═════ Source extract ═════

Mosque school arrest following Channel 4 documentary

Police act after alleged assault on child as second mosque featured in film is forced to close amid far-right attack fears

Riazat Butt, religious affairs correspondent

guardian.co.uk, Monday 14 February 2011

Police have arrested a man concerning alleged assaults on children at a mosque after viewing a Channel 4 documentary screened on Monday.

Dispatches, Lessons in Hate and Violence, secretly filmed a man apparently hitting and kicking children during Qu'ran lessons at a school in the Markazi Jamia mosque at Keighley, West Yorkshire.

An Islamic school in Birmingham in the same documentary, where a preacher was filmed making offensive remarks about non-Muslims, said it would close early for half-term, amid fears pupils could be the target of far-right groups.

West Yorkshire police issued a statement regarding the arrest: "We have recently become aware of a number of incidents of alleged assault at a mosque and just before the weekend were able to view edited footage of the alleged incident. One man has been arrested and released on police bail pending further inquiries. West Yorkshire police are receiving full co-operation from the Keighley Muslim Association who are working with us in support of the inquiry."

The Birmingham footage was obtained by an undercover reporter posing as a volunteer, using a hidden camera. It showed a preacher at Darul Uloom, a fee-paying school in Small Heath, making offensive remarks about Hindus, ranting about non-Muslims and telling pupils they face torture in the afterlife if they adopt western customs such as dancing or listening to music. He tells them to avoid more liberal Muslims. "The person who's got less than a fistful of beard, then you should stay away from him the same way you should stay away from a serpent or a snake."

Another group are told in an assembly: "The disbelievers, they are the worst of all people. The Hindus do, they drink piss, I've told you this. Do they have any intellect? No."

After meeting West Midlands police, headteacher Mujahid Aziz said half-term would begin a week early. Pupils will not return to classes until March.

"What people will see in that clip is completely contrary to what we teach at the school about harmony and awareness of different faiths," said Aziz. "Our concern now is for the safety of children and people coming to the mosque, because we are worried that some people will get completely the wrong impression once they have watched this programme."

John Hemming, the Liberal Democrat MP for Birmingham Yardley, criticised the documentary: "If Channel 4 thinks this is a school where racism and intolerance is accepted in any way, they have got their facts seriously wrong. [The school] have already had hate mail, and now they are having to close for the safety of their pupils. This kind of documentary is ideal fodder for the [far-right] English Defence League. Channel 4 is putting the safety of children at risk by criticising a school which is doing its job properly."

Dispatches reporter Tazeen Ahmad claimed the footage was evidence of a "hardline, intolerant and highly antisocial version of Islam" taught in independent Islamic schools.

═════ Items ═════

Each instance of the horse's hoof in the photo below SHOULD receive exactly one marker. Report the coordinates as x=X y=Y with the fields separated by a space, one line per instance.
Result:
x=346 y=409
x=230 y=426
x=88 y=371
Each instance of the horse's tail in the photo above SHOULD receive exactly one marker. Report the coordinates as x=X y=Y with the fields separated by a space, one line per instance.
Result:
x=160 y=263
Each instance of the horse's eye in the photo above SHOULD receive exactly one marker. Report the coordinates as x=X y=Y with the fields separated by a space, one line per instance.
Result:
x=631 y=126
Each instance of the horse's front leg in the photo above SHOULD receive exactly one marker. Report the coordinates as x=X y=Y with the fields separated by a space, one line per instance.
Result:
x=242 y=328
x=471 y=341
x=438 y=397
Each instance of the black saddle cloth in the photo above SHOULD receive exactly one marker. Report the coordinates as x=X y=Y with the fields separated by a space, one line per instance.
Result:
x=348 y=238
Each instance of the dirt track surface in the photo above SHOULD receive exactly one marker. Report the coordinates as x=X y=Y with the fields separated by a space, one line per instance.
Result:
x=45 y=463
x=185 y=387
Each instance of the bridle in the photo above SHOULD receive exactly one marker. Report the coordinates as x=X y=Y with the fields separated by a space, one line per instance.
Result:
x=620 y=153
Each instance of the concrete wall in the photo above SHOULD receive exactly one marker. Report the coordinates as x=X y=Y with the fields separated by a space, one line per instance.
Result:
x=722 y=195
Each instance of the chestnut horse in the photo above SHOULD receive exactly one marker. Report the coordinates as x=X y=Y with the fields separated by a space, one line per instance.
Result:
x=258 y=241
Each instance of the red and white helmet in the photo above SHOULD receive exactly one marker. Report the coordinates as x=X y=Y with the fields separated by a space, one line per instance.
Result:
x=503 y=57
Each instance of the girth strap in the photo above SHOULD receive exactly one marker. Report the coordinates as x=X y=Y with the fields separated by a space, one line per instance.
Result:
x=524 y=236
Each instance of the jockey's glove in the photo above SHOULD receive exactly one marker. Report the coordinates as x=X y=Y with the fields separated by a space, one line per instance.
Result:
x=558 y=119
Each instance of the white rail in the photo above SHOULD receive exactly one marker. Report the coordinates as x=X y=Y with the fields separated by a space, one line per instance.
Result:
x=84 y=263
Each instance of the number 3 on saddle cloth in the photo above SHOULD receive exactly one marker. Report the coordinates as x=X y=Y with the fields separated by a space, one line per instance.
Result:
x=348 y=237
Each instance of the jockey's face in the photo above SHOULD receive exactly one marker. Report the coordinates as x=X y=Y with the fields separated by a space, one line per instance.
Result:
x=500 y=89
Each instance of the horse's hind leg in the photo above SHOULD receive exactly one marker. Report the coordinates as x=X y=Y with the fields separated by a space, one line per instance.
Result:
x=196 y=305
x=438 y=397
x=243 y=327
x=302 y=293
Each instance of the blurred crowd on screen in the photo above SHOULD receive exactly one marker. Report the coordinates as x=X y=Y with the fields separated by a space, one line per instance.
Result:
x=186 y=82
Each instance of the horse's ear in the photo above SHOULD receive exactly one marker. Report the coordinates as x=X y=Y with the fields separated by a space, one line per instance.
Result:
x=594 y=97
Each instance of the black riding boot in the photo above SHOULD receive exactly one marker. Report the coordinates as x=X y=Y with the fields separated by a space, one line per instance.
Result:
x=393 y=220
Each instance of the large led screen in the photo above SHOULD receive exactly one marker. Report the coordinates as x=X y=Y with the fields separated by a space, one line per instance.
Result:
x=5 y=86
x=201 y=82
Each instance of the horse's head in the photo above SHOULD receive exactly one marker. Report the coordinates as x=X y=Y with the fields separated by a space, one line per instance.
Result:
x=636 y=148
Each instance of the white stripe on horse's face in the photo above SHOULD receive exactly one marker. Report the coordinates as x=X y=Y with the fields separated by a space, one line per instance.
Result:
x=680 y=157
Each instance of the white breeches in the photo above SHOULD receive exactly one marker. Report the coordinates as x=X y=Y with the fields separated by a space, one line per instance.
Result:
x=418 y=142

═════

§ Your goal: From the news article on the mosque school arrest, translate this sentence into Spanish: "After meeting West Midlands police, headteacher Mujahid Aziz said half-term would begin a week early."

§ Response to this exercise: Tras reunirse con la policía de West Midlands, el director Mujahid Aziz dijo que las vacaciones de mitad de trimestre comenzarían una semana antes.